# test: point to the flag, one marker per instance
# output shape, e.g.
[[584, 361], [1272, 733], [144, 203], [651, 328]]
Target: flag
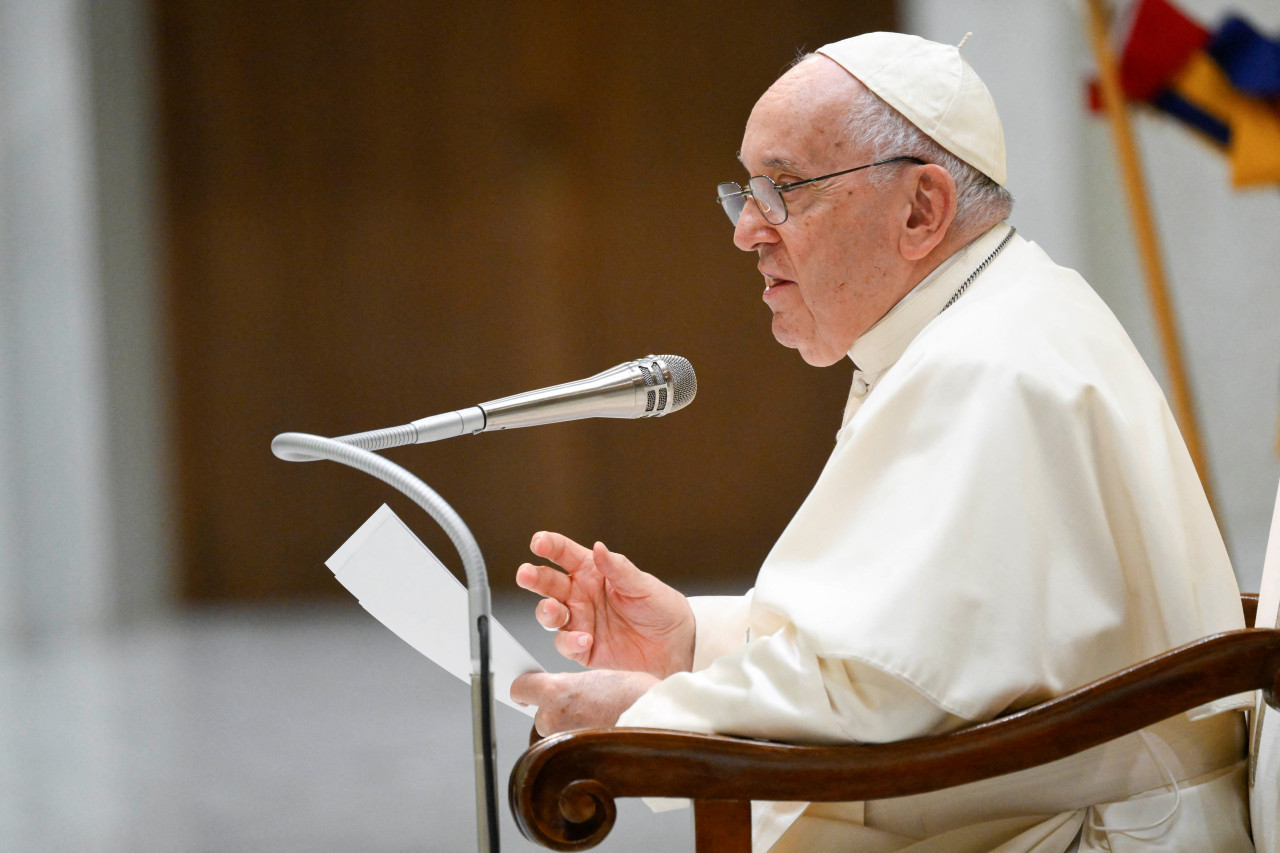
[[1224, 83]]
================================
PROBLEM REQUIREMENTS — What should appear is an exact reproduction of the lines from the one with "# output shape, e.g." through the end of the material above, and no pictures.

RESULT OF THIS TASK —
# output shape, e.g.
[[584, 361], [1272, 733], [144, 203], [651, 328]]
Target: flag
[[1224, 83]]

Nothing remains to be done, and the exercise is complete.